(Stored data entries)
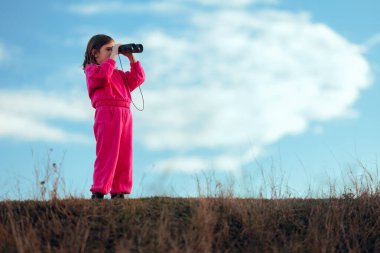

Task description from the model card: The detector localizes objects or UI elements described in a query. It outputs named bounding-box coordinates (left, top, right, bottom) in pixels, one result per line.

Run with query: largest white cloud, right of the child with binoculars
left=136, top=10, right=372, bottom=171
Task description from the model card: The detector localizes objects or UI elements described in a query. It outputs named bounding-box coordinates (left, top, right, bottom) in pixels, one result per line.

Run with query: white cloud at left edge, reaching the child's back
left=0, top=90, right=92, bottom=143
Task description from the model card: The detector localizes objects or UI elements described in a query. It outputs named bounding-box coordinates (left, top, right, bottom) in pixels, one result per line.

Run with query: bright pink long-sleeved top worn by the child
left=84, top=58, right=145, bottom=108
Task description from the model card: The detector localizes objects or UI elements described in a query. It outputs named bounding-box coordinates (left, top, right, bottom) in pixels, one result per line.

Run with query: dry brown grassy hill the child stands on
left=0, top=196, right=380, bottom=252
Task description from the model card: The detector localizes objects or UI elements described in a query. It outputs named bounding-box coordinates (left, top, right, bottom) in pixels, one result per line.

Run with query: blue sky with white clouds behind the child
left=0, top=0, right=380, bottom=199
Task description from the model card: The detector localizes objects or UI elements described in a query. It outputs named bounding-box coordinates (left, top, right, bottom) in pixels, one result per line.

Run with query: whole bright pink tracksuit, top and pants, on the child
left=84, top=58, right=145, bottom=194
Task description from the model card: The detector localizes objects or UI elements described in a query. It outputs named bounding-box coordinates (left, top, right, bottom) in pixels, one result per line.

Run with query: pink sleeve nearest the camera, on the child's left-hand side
left=85, top=58, right=116, bottom=89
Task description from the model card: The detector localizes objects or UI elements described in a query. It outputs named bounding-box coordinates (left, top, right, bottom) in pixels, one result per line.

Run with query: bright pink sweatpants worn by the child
left=91, top=106, right=132, bottom=194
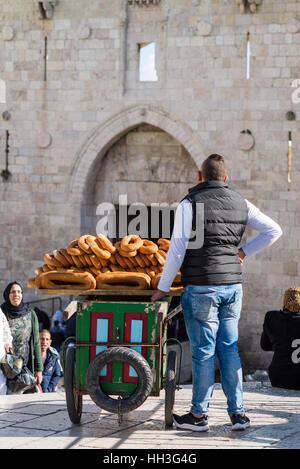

## What to work on
Beginning at the line with "Run with query: bright pink sweatpants", reproduce each line exactly through the last line of the records above, with pictures left out.

## Written solution
Run with query: bright pink sweatpants worn by the child
left=91, top=106, right=132, bottom=194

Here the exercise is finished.